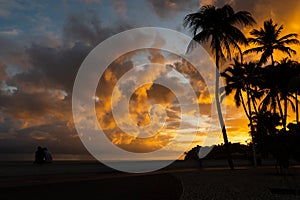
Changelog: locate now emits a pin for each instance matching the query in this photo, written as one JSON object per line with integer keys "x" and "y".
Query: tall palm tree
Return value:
{"x": 288, "y": 69}
{"x": 218, "y": 26}
{"x": 239, "y": 79}
{"x": 268, "y": 40}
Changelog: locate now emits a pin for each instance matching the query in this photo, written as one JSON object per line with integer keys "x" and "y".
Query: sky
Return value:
{"x": 43, "y": 44}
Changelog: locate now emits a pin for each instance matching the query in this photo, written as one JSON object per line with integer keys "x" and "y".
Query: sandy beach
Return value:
{"x": 92, "y": 179}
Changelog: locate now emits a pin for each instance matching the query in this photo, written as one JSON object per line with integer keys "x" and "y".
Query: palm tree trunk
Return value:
{"x": 281, "y": 112}
{"x": 219, "y": 110}
{"x": 251, "y": 126}
{"x": 285, "y": 111}
{"x": 297, "y": 114}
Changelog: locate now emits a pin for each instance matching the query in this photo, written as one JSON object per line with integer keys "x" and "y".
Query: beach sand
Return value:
{"x": 85, "y": 180}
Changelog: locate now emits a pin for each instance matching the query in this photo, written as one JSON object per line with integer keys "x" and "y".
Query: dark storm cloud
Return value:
{"x": 56, "y": 136}
{"x": 39, "y": 112}
{"x": 167, "y": 8}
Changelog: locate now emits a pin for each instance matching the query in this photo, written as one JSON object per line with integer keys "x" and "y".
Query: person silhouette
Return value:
{"x": 48, "y": 155}
{"x": 39, "y": 155}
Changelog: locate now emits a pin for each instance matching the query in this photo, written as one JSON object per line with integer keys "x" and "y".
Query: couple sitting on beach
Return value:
{"x": 42, "y": 155}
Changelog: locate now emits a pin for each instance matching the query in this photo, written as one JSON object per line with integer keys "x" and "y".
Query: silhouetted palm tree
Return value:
{"x": 288, "y": 69}
{"x": 239, "y": 78}
{"x": 268, "y": 40}
{"x": 217, "y": 26}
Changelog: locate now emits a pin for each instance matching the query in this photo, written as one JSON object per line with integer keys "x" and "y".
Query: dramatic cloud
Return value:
{"x": 168, "y": 8}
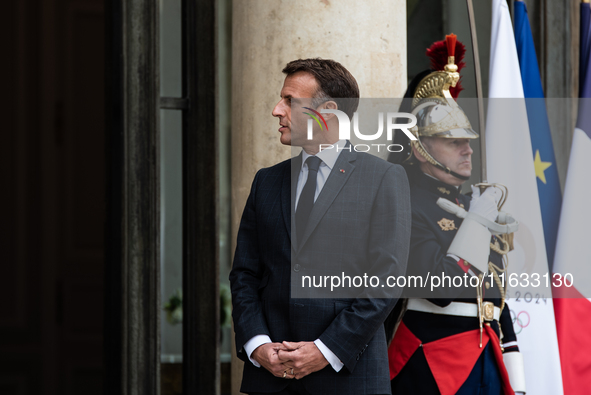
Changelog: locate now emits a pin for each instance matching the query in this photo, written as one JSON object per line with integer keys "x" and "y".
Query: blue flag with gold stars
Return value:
{"x": 541, "y": 139}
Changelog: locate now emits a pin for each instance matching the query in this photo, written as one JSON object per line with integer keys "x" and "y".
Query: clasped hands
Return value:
{"x": 290, "y": 360}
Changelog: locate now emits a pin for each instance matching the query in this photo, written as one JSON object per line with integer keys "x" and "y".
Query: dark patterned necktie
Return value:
{"x": 306, "y": 201}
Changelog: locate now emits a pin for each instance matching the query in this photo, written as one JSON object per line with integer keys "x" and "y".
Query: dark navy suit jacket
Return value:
{"x": 360, "y": 221}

Task details: Please set down the data above exactly as given, leaving every picture out.

Answer section:
Changelog: locate now emits a pin for each instance matching the query in this photo, written as one JSON object per line with integer keys "x" and "y".
Query: tall palm tree
Return value:
{"x": 288, "y": 69}
{"x": 218, "y": 26}
{"x": 239, "y": 79}
{"x": 268, "y": 40}
Changelog: locate now emits a pin for each instance matching the query in this photo, written as one JSON object per line with integer keys "x" and "y".
Query: sky
Return value:
{"x": 43, "y": 44}
Changelog: locate now emits a pin for each instance matching the query in this photo, written as one JSON object per line with integer keys "x" and "y".
Query: sandy beach
Return value:
{"x": 92, "y": 179}
Changelog: locate now emits a pin for each instance matching the query in this photo, written as one JSON object per line with integer keys "x" and "y".
Query: palm tree trunk
Return value:
{"x": 281, "y": 112}
{"x": 219, "y": 110}
{"x": 251, "y": 126}
{"x": 285, "y": 111}
{"x": 297, "y": 114}
Changelog: locate now emits a pin for each instance matching the query in this photo, written as one JSON object per line with integer keys "x" and "y".
Query: beach sand
Return value:
{"x": 85, "y": 180}
Changelog: locate now emits a pin for each instance matching the query in this photo, written as one JSON object per line with integer keys "x" and "y".
Query: dark storm cloud
Return value:
{"x": 56, "y": 136}
{"x": 39, "y": 112}
{"x": 167, "y": 8}
Changelog: locate now emits a pin for each instance matching the query in this photo, written as one JSON object per line with integer keys "x" and "y".
Query: person silhouette
Return value:
{"x": 48, "y": 155}
{"x": 39, "y": 155}
Changelog: locate now emits a pin for each instance matching the query in this photo, written as one JSON object per line with integer keys "x" and "y".
Query: couple sitting on beach
Return value:
{"x": 42, "y": 155}
Changelog: locate now emits a pin for each instance matching the query in this photo, written as one JSON object per line with integer keys "x" and "y".
Query: silhouetted palm tree
Return value:
{"x": 288, "y": 69}
{"x": 239, "y": 78}
{"x": 268, "y": 40}
{"x": 217, "y": 26}
Changelog: locate now emits a pin for each instance matching the query in this photo, written as one JSON object per line with integer keys "x" and "y".
Query: dramatic cloud
Return value:
{"x": 168, "y": 8}
Changelog: locate now emits a pin for each instance matching the query in this photo, written as one JSON object per line with integer keys "x" and "y".
Query: blue flag with gold stars
Return value:
{"x": 541, "y": 139}
Changelog: locate now emits a pin for each instance matching the query in this photo, written as one JSON object per line with integer keys "x" and "y".
Query: clasped hands
Return value:
{"x": 290, "y": 360}
Changelog: locate now emits a pin for each instance matching the query in this photo, written as one JSON object per line with integer keys "x" and "y".
Query: dark patterned necktie
Return value:
{"x": 306, "y": 201}
Changelog: locate now emits a pin for each instance matching the query in this photo, written as one JSON object per line with integer keys "x" and "y".
Query: dark navy suit jacket
Return value:
{"x": 360, "y": 221}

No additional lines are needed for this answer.